• Work instructions
Output the line that contains "Objective — a point for each instance of the car shadow" and every line after it to the end of the entries, with nothing added or left out.

Segment Start: Provided material

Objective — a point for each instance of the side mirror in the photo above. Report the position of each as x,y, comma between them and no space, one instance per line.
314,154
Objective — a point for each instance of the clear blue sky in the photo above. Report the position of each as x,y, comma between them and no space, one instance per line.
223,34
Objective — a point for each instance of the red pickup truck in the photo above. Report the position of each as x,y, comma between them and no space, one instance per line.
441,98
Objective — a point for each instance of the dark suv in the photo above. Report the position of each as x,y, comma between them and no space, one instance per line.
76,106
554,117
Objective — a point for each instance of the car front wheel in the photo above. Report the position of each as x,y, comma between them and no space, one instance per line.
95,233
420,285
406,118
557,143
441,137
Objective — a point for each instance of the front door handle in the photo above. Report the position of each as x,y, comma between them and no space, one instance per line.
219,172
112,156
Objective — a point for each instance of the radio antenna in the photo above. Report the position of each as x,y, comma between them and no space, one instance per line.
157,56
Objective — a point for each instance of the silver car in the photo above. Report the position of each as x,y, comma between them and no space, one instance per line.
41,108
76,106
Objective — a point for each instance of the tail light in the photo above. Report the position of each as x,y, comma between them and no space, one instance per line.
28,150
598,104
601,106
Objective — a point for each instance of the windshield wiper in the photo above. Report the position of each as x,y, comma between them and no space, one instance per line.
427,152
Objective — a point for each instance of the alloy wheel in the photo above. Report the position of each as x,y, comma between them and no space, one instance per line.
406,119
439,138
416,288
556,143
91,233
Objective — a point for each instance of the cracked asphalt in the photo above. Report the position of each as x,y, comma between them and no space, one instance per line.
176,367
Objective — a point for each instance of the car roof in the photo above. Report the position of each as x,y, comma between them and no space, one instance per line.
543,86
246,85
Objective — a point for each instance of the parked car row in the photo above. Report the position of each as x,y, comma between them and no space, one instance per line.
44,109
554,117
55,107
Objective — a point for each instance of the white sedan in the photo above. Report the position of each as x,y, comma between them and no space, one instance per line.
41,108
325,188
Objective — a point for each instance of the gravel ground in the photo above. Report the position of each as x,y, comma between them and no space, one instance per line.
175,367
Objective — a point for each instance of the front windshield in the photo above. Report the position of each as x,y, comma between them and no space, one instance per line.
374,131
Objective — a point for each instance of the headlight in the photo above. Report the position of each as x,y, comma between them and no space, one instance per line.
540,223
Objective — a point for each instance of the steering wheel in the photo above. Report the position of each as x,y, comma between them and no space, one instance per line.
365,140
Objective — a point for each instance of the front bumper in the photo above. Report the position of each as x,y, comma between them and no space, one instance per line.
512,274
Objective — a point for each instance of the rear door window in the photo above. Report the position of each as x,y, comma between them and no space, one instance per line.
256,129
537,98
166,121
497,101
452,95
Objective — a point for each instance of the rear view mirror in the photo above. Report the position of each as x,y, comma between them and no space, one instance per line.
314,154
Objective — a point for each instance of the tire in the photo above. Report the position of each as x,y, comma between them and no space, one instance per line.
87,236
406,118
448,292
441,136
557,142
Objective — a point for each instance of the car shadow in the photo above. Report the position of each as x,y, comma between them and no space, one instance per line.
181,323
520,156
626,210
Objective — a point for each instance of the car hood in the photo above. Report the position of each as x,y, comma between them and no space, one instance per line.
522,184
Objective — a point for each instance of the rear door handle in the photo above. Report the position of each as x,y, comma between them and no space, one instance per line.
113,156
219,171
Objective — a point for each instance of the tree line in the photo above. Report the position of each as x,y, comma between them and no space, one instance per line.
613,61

Segment End: Provided material

• Response for this exercise
Objective — a point for each instance of the car shadow in the photo above. Report the position of each as x,y, comma between them and no space, one instance per line.
181,323
520,156
626,210
Objective — a point for each instance of the car hood in the photo above. Report the position of each as x,y, comma between them and no space, one instance per line.
522,184
Objective — a point for each instance of the rear door handle in the photo above. Report the position of each as x,y, comma between them and no space, one instance per line.
113,156
219,171
Objective — a point for each instance of the tree line in the photo above. Report the position of each as x,y, comma between them and no space, one instance per line.
613,61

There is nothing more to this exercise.